* _PROBLEM DETAILS_: Where does the word "white" show up in the data? Please find each such line and copy it.

(Natural-language object grounding data)
»»

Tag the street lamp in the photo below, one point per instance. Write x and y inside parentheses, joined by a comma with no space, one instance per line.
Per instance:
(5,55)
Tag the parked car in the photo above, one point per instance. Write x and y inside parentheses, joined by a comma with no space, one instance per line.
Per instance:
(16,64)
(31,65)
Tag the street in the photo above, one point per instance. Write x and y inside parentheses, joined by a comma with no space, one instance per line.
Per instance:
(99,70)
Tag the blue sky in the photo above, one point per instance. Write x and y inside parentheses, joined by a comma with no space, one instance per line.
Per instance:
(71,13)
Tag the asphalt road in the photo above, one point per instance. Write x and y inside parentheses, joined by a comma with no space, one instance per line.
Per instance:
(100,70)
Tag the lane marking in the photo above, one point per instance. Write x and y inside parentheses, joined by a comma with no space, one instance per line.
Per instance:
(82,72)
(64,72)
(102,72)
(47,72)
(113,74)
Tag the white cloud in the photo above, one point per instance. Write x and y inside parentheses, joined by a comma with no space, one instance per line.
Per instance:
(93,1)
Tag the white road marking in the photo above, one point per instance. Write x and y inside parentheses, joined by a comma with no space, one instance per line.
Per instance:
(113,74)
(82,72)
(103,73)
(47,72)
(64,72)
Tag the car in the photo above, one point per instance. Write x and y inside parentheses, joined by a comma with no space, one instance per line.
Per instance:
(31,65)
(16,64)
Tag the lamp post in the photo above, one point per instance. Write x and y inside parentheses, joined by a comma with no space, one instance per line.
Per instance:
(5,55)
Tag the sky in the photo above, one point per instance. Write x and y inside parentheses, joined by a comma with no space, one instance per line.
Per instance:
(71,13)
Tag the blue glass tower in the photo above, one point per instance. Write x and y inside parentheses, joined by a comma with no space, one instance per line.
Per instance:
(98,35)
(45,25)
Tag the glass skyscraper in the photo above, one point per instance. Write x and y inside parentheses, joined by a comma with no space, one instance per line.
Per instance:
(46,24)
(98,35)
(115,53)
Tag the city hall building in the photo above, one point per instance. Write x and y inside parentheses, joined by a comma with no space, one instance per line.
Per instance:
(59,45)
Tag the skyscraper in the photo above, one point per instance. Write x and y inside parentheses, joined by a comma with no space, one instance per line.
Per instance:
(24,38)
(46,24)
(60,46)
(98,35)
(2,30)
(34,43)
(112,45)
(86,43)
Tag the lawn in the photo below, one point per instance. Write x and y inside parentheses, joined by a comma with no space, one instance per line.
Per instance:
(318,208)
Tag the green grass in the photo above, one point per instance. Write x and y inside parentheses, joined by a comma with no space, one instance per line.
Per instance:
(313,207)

««

* _ANSWER SECTION_:
Tag the white cloud in the photo above, one point per instance. Write x and y inside parentheses, joined by a comma with no space, one instance per line.
Tag the white road marking in the photo above, one point per instance. Write x and y inside parentheses, joined by a comma with no space, one instance per line.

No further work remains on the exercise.